PROBLEM REQUIREMENTS: Output each entry verbatim and exclude every picture from it.

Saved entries
◇ ◇ ◇ ◇ ◇ ◇ ◇
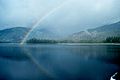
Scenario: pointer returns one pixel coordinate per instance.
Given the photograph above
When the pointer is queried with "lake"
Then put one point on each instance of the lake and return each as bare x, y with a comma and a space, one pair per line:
58, 61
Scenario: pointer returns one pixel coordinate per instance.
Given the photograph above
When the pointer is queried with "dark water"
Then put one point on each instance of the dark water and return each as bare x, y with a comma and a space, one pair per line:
58, 62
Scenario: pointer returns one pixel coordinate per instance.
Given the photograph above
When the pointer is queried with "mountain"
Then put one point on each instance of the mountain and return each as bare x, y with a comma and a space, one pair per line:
13, 34
18, 33
97, 34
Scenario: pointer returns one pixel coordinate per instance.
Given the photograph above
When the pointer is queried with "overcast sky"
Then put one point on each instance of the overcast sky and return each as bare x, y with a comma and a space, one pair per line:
74, 16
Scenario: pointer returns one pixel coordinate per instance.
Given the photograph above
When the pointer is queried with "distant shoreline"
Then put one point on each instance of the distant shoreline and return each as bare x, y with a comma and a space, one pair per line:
67, 43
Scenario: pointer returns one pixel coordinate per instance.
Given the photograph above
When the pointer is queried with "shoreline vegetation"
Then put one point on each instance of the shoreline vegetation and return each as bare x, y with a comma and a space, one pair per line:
48, 41
107, 40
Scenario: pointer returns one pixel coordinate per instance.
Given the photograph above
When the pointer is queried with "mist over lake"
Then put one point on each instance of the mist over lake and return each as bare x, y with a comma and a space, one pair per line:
58, 61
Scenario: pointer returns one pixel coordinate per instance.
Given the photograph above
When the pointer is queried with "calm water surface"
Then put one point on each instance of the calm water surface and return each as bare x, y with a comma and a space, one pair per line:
58, 62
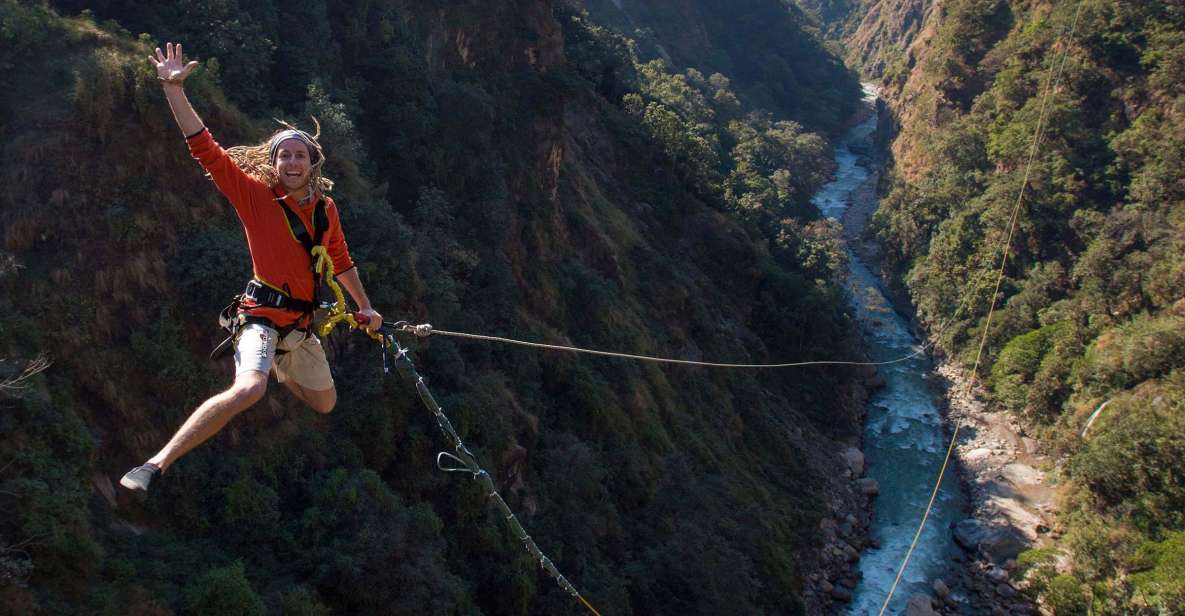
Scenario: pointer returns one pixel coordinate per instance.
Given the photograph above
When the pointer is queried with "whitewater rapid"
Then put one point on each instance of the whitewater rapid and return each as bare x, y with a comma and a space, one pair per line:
904, 437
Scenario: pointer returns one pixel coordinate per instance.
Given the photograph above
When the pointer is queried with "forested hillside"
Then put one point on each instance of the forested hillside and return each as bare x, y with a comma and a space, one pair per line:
1091, 310
505, 167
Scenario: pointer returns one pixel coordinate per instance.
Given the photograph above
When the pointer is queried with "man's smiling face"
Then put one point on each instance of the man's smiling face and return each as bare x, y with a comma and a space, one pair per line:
293, 164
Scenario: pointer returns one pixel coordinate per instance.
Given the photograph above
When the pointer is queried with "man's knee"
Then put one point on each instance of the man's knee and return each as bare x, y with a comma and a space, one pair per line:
250, 386
324, 400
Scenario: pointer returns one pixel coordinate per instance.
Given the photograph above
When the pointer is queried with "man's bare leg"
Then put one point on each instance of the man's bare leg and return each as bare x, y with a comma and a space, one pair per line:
320, 400
211, 416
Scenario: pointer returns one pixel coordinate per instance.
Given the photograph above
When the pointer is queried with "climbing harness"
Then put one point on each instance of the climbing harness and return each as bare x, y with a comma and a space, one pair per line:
263, 295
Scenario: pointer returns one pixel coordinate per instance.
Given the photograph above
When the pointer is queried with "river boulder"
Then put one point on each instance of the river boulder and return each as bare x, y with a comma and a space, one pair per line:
920, 605
995, 543
854, 459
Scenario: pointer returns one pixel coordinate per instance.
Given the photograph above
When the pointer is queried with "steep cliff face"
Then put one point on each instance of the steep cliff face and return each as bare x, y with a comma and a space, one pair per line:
766, 47
1094, 268
485, 187
886, 36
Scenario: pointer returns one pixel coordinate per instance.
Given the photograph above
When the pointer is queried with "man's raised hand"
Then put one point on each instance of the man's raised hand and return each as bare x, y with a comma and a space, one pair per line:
170, 65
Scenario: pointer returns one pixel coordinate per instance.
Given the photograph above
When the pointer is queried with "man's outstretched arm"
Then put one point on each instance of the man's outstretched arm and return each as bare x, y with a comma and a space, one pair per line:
172, 71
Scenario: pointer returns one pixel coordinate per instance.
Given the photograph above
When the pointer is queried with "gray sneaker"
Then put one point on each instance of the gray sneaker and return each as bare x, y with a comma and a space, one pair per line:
140, 477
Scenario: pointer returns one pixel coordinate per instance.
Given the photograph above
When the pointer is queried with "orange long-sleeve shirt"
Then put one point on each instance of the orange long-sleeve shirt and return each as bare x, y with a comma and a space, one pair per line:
277, 258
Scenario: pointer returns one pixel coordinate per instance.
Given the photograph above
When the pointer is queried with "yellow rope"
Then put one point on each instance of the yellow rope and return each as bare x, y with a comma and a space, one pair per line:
324, 265
1050, 85
588, 605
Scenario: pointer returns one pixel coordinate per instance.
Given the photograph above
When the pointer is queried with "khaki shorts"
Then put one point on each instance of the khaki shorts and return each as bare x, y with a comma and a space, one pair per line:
303, 361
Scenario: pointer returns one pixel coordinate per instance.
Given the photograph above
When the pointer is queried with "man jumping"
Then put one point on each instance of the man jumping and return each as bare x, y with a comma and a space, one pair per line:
279, 193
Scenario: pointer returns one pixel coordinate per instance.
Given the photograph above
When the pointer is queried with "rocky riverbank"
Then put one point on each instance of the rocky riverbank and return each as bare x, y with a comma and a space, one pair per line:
1011, 501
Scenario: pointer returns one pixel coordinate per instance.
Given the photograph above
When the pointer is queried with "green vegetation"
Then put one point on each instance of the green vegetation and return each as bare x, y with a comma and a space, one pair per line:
1090, 308
501, 168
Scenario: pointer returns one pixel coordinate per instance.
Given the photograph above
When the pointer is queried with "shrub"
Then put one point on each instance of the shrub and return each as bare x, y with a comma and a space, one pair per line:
223, 591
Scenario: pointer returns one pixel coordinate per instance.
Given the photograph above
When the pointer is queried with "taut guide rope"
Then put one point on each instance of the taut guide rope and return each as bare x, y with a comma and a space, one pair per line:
396, 353
1050, 85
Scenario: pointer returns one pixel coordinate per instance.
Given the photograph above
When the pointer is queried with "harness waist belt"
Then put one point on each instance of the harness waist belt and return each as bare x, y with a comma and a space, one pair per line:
266, 296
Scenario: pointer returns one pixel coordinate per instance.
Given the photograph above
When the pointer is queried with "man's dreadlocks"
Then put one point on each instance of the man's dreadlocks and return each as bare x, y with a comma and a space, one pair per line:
256, 160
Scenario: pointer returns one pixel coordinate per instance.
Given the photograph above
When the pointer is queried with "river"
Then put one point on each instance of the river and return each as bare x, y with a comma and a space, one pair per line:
◇ ◇ ◇ ◇ ◇ ◇ ◇
SOLUTION FOR THIS TASK:
Scenario: pointer returns one pixel coordinate per instance.
Given the photograph above
When the pointer is queried with "lake"
Then put one point on each instance of the lake and return each as bare x, y with a comma and a space, one pair per line:
58, 61
Scenario: pointer returns one pixel coordinate per instance.
Given the photograph above
When the pointer is queried with "dark water"
Then put one point on each instance of the dark water and return each as bare x, y with a comma and a space, one pair per line:
58, 62
Scenario: pointer returns one pixel coordinate per instance.
Given the photograph above
When the pointer is queried with "mountain"
Then put one point on each instance of the mountain and return each as bare x, y with a comma and a space, one pair per line:
13, 34
18, 33
97, 34
Scenario: pointer returns one pixel coordinate per instance.
Given the photograph above
When the pointer is queried with "overcast sky"
Then put one point on each instance of the overcast sky and return each as bare x, y with a comma and a space, one pair per line:
74, 16
Scenario: pointer returns one pixel coordinate per instance.
Given the photograph above
When the pointer is queried with "distant shoreline"
Then put one point on each instance of the distant shoreline and return each as bare x, y with a comma and a space, one pair per line:
67, 43
Scenario: pointer returns one pixel coordinate per instance.
Given the photograph above
When the pointer is queried with "shoreline vegetation"
Then put one point on each instance of the shoreline vegetation and return each as bare x, y with a comma and a space, one pair per line:
48, 41
107, 40
Scenario: pointer returns one pixel coordinate per instance.
Given the photograph above
When the pointer is queried with "mist over lake"
Then put one point on each instance of the mist over lake and return each as bare x, y with a comma and a space, one pair per line:
58, 61
Scenario: pointer returns one pixel coordinate per instance.
Given the photograph above
When the pointer is queried with "calm water surface"
Then put one point on each instance of the calm water surface and return each as bare x, y with a comma and a space, one pair per line:
58, 62
Scenario: pointer returns one pixel coordinate per instance.
Given the photograph above
When the pointer is queried with "whitewater rapid"
Then put one point on each instance of the whitewater rapid and return each as bare x, y with a comma and a space, one pair per line:
904, 437
Scenario: pointer returns one pixel coordinate per instance.
Given the photograph above
When the pointer is queried with "forested hillside"
Then put one point on each instance of the forested hillside and return each as bare x, y with a comma and a space, one pair per line:
1091, 310
505, 167
Scenario: pointer returns one pixel coordinate per instance.
Given the photograph above
When the pointer is queried with "man's smiling face"
Then put one point on each instance of the man's smiling face and return each as bare x, y with a comma and a space, one pair per line:
293, 164
Scenario: pointer returns one pixel coordinate per instance.
Given the photograph above
When the pointer is queried with "man's knee"
Then put one point on each instance of the man's knee and return each as bare x, y with a comma and a space, one pair per line:
250, 386
324, 400
Scenario: pointer returns one pixel coordinate per instance.
Given the photograph above
When the pointer is queried with "man's bare leg"
Then put one point on each instance of the man's bare leg and return each as bare x, y with a comma and a space, one pair per line:
320, 400
211, 416
Scenario: pointer returns one pixel coordinate per instance.
Given the photograph above
When the pointer is queried with "climbing harness"
Then put one point on each instance of the climbing harness and return each as bare x, y with a comma and a space, one pair per line:
263, 295
Scenario: pointer returns one pixel coordinate per instance.
Given the photograph above
When the pointer is queried with "river boulder"
Then put one point on each instance of the river boulder and return each as bare x, y with a comma and a space, one pair per line:
920, 605
995, 543
854, 459
Scenario: pointer returns one pixel coordinate per instance.
Given the photograph above
When the pointer is queried with "steep cliff face"
Then put one point on each instance of the steep cliff face and return each as bare x, y with a comma and a space, one pair per line:
766, 47
1094, 268
485, 187
886, 36
Scenario: pointer returns one pixel coordinate per instance.
Given the photograph above
When the pointer is queried with "man's raised hand"
Then put one point on each instance of the man's raised hand and return each as bare x, y with a comma and a space, one pair per line:
170, 65
Scenario: pointer returns one pixel coordinate per instance.
Given the photograph above
When the pointer is queried with "man's outstretched arm"
Then put one point on each instance of the man's outstretched arm and return each as bare x, y with a comma and a space, one pair per line:
172, 71
Scenario: pointer returns one pixel coordinate per instance.
Given the photograph above
When the pointer is queried with "gray sneaker"
Then put one point on each instance of the gray sneaker and return each as bare x, y with a comma and a space, one pair per line:
140, 477
Scenario: pointer returns one pixel coordinate per instance.
Given the photograph above
When the pointer is queried with "orange long-sleeve shirt"
Then put one point on each instance of the orange long-sleeve shirt and return each as bare x, y with a comma and a space, one pair per line:
277, 258
Scenario: pointer returns one pixel coordinate per instance.
Given the photograph above
When the pointer is queried with "yellow rope"
Then put one point on each instance of the yellow rope and return each as bare x, y with a comma and a space, one pair per line:
324, 265
1050, 85
588, 605
Scenario: pointer returns one pixel coordinate per instance.
Given the photograph above
When the pointer is queried with "khaki shorts"
Then put one point on each instance of the khaki shorts and return each as bare x, y with a comma and a space, one pair per line:
303, 361
Scenario: pointer returns one pixel coordinate per instance.
Given the photograph above
When the pointer is queried with "man jumping"
Then put one point on each instance of the man jumping and return each as bare x, y with a comma and a space, one pair per line:
279, 193
Scenario: pointer returns one pixel coordinate per instance.
Given the photograph above
When the pointer is queried with "rocky riverbank"
Then put one point on each instance of the rocky riverbank and return each as bare x, y with a comma and a space, one pair per line:
1011, 501
Scenario: pointer returns one pixel coordinate per instance.
Given the photograph above
When the pointer is queried with "green vegetation"
Then put one point on each instance of the green vegetation and return each as bare x, y with a comma and a space, one pair per line:
1090, 308
501, 168
Scenario: pointer returns one pixel coordinate per instance.
Given the photograph above
When the pointer is queried with "shrub"
Then put one point on each instance of the shrub and return each as bare x, y with a comma and a space, one pair per line:
223, 591
Scenario: pointer returns one pixel coordinate per instance.
Given the photograph above
When the pointer is queried with "taut guide rope"
Then put one point on each instance of the taut guide rope and return each as bare x, y with a comma and a space, one pair per line:
396, 353
1050, 85
Scenario: pointer returns one pixel coordinate per instance.
Given the photograph above
When the pointer is queried with "harness waist belt"
Then put one point on each instance of the harness waist belt and return each as bare x, y with a comma and a space, one pair per line:
266, 296
Scenario: pointer returns one pixel coordinate per instance.
Given the photograph above
When the pointer is queried with "man's dreadlocks"
Then put one point on each instance of the man's dreadlocks and return each as bare x, y with a comma and a space, one pair per line:
256, 160
Scenario: pointer returns one pixel coordinate per instance.
Given the photograph above
When the pointer is queried with "river"
Then put one point on each instance of the river and return each as bare x, y with a comma and a space, one pair per line:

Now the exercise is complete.